- _AUFGABENSTELLUNG_:
Kopiere alle folgenden Einträge Zeile für Zeile wortgetreu und lass die Bilder dabei weg.

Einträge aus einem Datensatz
>>>>

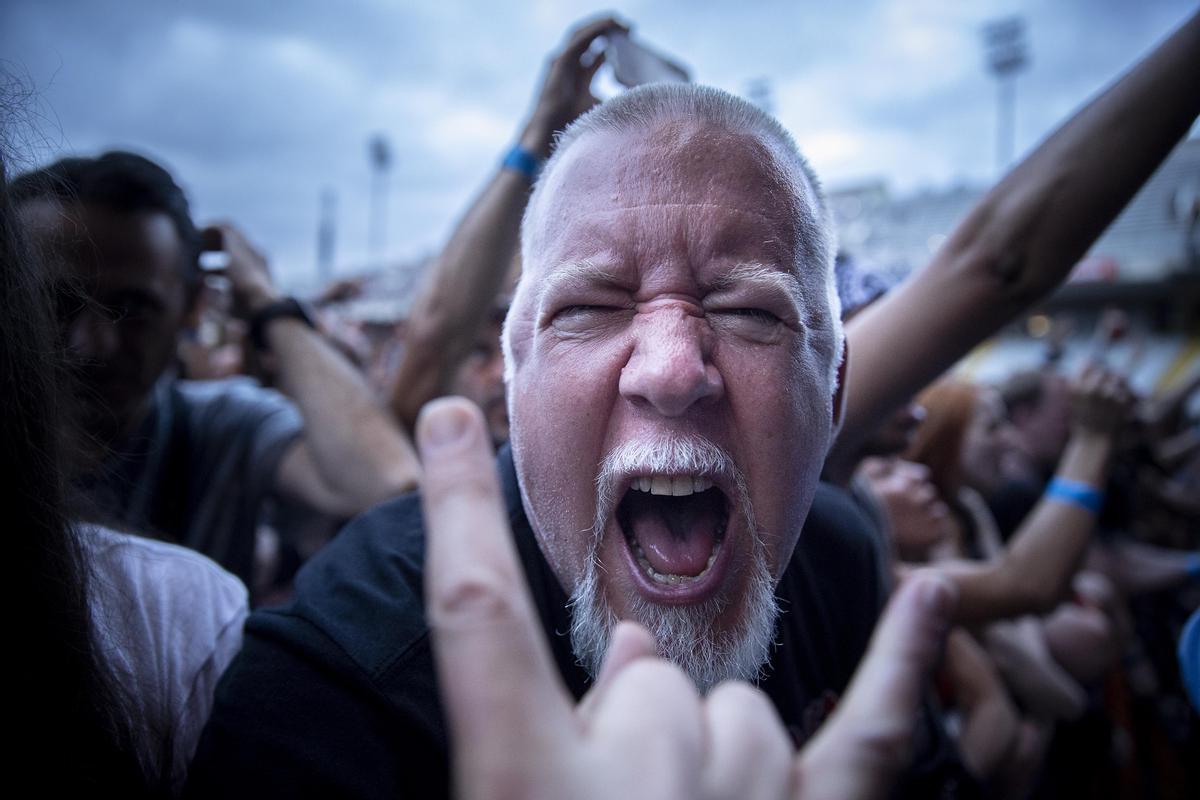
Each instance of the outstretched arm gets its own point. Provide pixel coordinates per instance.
(1023, 239)
(1033, 573)
(472, 270)
(352, 455)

<<<<

- _LÖSUNG_:
Each instance of the outstretched arm gets its own point. Provide pixel coordinates per instance.
(1023, 239)
(1033, 573)
(472, 270)
(352, 455)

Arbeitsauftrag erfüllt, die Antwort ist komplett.